* BEGIN TEXT *

# 24/7 outside vs stalled



## DancingArabian (Jul 15, 2011)

I prefer my horse outside 24/7/365 but he does not share my opinion.

I think horse owners need to keep an open mind and do what's best for their horse. My horse does not like nor want to be out in the rain or snow and would prefer to stay in - even if he's the only horse in the barn. He's made his preference clear so I oblige it.
_Posted via Mobile Device_


----------



## Incitatus32 (Jan 5, 2013)

^This. Be aware of what your horse wants/likes. My gelding LOATHES a stall. He will tear down the barn to get out of one. So we threw him out in a field 24/7 365. Most of the horses where I board at are out 24/7, and IME most don't want to come in after they've had a taste. I agree that it's more healthy and IMO makes saner, happier horses. So I think it's best to leave the stall for special cases.


----------



## TXhorseman (May 29, 2014)

I think most horses prefer to be outside and with other horses. However, some horses who have always been kept in a stall may have come to feel more secure there.

* END TEXT *
* BEGIN PROVIDED RECORDS *

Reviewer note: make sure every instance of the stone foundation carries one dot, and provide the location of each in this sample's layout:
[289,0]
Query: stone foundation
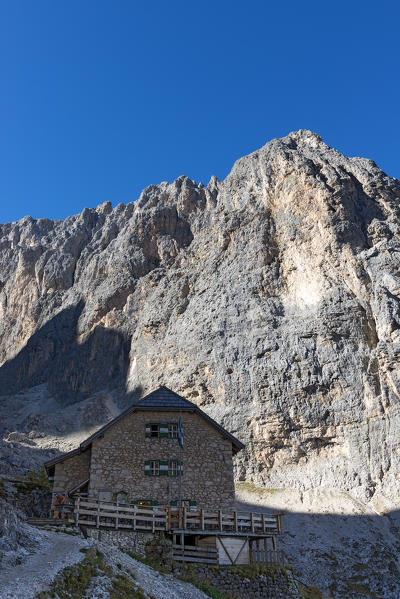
[272,583]
[130,541]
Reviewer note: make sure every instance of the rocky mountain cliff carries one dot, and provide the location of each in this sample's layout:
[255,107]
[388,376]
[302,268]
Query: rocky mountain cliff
[270,299]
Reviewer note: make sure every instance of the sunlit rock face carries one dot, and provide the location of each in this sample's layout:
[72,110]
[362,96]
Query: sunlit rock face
[270,299]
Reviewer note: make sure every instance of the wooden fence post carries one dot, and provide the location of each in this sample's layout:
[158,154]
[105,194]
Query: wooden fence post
[98,515]
[77,511]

* END PROVIDED RECORDS *

WRITTEN EXERCISE:
Pick up the forum thread about keeping horses outside around the clock versus in stalls right after its last sentence and extend it. The items are drawn from a separate source.

RESPONSE TO THIS EXERCISE:
I knew one woman who had always kept her horse in a stall until her husband said they could no longer afford to do so. She found a friend who let her keep her mare in a field with the other woman's gelding. The next time I saw this woman, she mentioned how her horse's hair no longer had its former luster, and how part of her mane had been rubbed (or chewed) off. I asked, "But is she happy?" The woman replied: "Oh, Yeah."

This woman went on to describe something else, however. There was a barn in the field which remained open. In bad weather such as a heavy rain, the gelding would remain outside while this woman's horse took shelter in the barn. The woman said her friend laughingly referred to her mare as "your sissy horse." The woman responded: "My smart horse."


----------



## frlsgirl (Aug 6, 2013)

Mine is on 24/7 pasture board. She does have a run in shelter which she shares with a TB, a mini and a donkey. She loves it. I have the option to put her in a stall for a day or so if needed. Recently, I put her in a stall for an hour as I was waiting for the vet to arrive. At first she seemed excited, sniffed everything, looked out the window...but after 20 minutes she was bored and ready to go back out.


----------



## Roman (Jun 13, 2014)

Mine is out 24/7 year round. He gets hay in the winter because of snow but he has two pastures to graze in (except when we're letting one grow) and access to the woods if we let them into the other pasture. Sometimes we let him and the cows graze in the big hay field during calving season or before it gets really cold.  Mine has access to the shed which is pretty big but sometimes he'll stand out in the rain or in a blizzard when there's plenty of room in the shed, like he'll stand right outside it in the snow. Lol
_Posted via Mobile Device_


----------



## Cynical25 (Mar 7, 2013)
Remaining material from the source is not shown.